*** Opening of Data provided ***

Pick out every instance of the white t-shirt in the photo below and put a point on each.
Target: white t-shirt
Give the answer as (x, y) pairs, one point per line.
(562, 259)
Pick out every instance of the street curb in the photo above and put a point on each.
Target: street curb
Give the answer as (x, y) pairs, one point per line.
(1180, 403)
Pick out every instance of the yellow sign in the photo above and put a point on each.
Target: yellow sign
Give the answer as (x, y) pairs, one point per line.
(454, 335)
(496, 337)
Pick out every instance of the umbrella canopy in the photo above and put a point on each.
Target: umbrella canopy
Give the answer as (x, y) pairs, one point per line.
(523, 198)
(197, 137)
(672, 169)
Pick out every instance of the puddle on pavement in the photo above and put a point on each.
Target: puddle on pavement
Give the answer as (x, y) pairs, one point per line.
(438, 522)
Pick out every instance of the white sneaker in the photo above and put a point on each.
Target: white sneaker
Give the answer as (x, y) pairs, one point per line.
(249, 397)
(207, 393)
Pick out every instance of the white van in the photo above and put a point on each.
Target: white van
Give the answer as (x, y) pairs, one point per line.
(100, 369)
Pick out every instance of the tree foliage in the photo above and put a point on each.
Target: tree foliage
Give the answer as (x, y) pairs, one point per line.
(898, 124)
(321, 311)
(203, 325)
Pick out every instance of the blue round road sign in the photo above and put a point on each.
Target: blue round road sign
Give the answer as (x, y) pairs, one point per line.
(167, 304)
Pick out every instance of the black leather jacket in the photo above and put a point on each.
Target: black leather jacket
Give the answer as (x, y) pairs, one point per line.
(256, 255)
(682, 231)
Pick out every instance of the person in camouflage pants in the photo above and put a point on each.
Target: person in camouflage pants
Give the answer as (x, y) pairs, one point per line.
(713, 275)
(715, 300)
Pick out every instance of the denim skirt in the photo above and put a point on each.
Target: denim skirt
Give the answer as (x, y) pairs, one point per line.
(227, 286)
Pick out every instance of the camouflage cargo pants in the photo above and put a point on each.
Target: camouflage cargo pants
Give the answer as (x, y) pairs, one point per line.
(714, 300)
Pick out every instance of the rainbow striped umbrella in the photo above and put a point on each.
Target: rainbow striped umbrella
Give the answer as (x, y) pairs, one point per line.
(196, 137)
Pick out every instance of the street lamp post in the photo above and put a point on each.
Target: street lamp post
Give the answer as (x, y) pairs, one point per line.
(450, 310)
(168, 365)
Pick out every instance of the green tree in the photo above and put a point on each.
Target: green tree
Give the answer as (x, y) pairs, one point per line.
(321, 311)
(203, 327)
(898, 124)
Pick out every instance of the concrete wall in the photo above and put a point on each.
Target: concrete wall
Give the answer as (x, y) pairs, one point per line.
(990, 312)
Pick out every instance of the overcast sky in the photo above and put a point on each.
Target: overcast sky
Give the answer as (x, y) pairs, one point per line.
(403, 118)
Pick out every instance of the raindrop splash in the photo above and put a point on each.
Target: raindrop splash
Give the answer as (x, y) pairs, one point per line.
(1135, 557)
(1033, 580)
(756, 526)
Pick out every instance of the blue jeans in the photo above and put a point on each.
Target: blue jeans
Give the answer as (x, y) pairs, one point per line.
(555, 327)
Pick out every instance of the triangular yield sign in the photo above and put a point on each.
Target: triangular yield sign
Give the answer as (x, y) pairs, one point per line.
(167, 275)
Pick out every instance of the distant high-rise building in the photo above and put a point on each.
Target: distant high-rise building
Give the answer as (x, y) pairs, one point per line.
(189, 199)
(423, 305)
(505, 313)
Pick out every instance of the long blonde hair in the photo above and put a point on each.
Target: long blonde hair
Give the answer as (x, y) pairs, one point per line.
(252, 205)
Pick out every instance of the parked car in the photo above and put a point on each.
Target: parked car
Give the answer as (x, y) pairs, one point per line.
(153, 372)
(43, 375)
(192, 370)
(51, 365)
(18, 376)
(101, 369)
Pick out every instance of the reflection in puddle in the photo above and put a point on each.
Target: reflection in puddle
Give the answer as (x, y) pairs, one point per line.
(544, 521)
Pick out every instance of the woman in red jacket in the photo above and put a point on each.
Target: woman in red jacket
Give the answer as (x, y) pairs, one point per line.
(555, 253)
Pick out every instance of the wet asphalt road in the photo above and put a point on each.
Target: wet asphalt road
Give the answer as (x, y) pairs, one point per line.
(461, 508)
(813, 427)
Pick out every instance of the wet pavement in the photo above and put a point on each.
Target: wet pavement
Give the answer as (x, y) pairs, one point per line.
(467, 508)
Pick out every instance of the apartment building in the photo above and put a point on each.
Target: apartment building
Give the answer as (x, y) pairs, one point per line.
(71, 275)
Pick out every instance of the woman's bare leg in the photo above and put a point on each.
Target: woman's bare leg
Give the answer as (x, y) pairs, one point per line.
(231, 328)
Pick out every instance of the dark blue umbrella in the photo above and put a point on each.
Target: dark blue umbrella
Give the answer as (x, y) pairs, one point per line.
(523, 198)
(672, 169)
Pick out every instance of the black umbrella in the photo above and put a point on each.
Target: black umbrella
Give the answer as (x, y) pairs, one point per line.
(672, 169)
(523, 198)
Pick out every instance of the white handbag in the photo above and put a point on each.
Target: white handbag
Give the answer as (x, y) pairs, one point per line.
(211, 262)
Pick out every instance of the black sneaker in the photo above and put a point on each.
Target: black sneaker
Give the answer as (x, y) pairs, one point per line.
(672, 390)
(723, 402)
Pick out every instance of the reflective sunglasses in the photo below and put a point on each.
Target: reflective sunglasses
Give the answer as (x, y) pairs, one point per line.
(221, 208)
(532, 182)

*** Close of Data provided ***

Work item:
The expected answer is every line in the data above that carries the string "post".

Solved exercise:
Pick out every instance of the street lamp post in the photo above and put a point on each.
Target: street lamp post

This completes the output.